» Action item
When you reach the line that contains "Text query: variegated plant" in the data below, start reproducing lines exactly, and stop after the line that contains "Text query: square nursery pot".

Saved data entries
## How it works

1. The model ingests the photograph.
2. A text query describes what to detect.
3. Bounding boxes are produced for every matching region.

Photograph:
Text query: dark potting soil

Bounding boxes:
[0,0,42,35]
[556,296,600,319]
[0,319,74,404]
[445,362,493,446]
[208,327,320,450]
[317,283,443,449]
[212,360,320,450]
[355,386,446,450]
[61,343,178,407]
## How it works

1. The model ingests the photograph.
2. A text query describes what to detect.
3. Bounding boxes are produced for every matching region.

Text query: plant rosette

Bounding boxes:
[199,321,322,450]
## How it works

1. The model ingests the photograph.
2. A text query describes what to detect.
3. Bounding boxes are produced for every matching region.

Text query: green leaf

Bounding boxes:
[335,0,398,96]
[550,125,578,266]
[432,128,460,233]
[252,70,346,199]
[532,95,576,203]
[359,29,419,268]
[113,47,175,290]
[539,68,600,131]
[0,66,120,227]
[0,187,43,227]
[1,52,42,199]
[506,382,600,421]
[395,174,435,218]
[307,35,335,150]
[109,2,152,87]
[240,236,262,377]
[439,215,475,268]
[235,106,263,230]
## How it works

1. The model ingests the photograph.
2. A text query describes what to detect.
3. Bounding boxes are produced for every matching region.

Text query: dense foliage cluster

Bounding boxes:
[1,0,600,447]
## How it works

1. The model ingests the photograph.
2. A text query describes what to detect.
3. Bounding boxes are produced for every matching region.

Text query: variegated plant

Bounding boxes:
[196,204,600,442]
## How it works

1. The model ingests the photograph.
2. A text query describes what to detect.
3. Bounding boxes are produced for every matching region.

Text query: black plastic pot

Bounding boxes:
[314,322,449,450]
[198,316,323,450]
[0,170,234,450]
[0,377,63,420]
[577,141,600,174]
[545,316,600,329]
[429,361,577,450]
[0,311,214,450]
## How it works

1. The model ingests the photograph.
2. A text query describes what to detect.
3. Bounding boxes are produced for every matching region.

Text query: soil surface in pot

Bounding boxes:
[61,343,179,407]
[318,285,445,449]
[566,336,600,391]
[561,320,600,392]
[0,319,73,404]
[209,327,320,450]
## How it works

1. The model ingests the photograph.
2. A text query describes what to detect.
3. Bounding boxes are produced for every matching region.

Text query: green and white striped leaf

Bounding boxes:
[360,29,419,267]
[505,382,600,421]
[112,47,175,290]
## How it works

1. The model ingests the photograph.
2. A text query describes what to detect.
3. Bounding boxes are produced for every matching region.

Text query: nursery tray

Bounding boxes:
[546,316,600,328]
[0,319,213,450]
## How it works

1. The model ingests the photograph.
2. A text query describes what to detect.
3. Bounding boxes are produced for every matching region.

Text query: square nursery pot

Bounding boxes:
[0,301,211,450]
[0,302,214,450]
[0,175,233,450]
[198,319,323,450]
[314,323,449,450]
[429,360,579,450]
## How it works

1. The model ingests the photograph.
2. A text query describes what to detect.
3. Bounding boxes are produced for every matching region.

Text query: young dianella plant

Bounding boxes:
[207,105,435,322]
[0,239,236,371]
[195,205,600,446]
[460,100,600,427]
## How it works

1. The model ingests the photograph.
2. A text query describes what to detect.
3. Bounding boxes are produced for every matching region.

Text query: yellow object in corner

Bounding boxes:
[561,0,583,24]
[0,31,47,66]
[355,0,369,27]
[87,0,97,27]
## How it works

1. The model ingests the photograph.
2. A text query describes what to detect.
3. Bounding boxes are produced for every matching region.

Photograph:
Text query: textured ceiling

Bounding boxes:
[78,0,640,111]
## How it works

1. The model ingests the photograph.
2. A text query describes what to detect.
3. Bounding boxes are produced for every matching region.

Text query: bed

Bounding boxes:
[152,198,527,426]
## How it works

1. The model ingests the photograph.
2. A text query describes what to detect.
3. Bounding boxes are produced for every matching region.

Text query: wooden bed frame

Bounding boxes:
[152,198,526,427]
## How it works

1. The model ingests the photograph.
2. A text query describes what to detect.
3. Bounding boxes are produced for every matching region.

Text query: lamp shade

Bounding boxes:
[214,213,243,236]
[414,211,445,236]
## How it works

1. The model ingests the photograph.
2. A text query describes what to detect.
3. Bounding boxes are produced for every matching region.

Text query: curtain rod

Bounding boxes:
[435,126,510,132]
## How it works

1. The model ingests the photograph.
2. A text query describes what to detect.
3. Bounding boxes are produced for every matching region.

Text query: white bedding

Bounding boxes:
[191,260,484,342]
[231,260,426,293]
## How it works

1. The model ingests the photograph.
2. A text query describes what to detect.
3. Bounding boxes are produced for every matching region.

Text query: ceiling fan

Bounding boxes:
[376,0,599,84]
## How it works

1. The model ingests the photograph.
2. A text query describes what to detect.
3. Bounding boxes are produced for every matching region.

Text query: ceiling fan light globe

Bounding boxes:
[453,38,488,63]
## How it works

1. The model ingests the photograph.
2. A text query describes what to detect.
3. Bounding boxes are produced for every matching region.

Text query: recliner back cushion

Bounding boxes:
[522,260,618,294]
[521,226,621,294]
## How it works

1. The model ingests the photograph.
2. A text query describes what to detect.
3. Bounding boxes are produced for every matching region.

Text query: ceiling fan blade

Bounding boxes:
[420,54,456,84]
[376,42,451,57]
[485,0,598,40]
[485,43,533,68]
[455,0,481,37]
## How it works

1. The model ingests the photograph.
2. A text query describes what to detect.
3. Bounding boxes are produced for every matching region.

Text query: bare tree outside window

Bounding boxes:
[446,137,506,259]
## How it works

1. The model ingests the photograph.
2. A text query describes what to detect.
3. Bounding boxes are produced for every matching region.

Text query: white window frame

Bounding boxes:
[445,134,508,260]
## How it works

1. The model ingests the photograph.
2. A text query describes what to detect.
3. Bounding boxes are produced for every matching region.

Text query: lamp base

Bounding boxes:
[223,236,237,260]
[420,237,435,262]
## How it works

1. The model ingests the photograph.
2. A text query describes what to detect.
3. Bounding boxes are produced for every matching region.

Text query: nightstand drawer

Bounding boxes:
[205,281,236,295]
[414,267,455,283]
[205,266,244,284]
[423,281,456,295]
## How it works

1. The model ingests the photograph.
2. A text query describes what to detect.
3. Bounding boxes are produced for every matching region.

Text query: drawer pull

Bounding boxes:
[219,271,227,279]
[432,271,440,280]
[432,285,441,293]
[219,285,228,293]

» Response to this exercise
Text query: variegated plant

Bounding boxes:
[196,204,600,442]
## How it works

1. The model ingests the photograph.
2. A text query describes what to detect.
3. Bounding boxes are produced for every matching region.

Text query: black plastic pot

Bounding boxes:
[314,322,449,450]
[198,316,323,450]
[0,170,234,450]
[0,377,63,420]
[577,141,600,174]
[545,316,600,329]
[429,361,577,450]
[0,311,214,450]
## How it works

1. The model ingests the photograph.
2. A text query describes what to detect.
3. Bounding boxes are produced for every matching region.

Text query: soil surface in pot

Bounding boxes:
[61,343,179,407]
[318,285,445,449]
[566,336,600,391]
[561,320,600,392]
[0,319,73,404]
[209,327,320,450]
## How it works

1. The model ingests the photograph.
2. A text query describes what to detect.
3. Bounding boxes are produced for every matching region.

Text query: green and white striped leaf

Bounding boxes:
[360,29,419,267]
[505,382,600,421]
[112,47,175,290]
## How it works

1. The model ingests the photograph.
2. A text query describes what to detect.
3. Bounding boxes are produced for every matching region.

Text query: nursery tray

Bounding boxes:
[546,316,600,328]
[0,319,213,450]
## How it works

1. The model ingests the photograph.
2. A text query describes what to detect.
3. Bounding boxes are produced for every matching region.

Text query: square nursery pot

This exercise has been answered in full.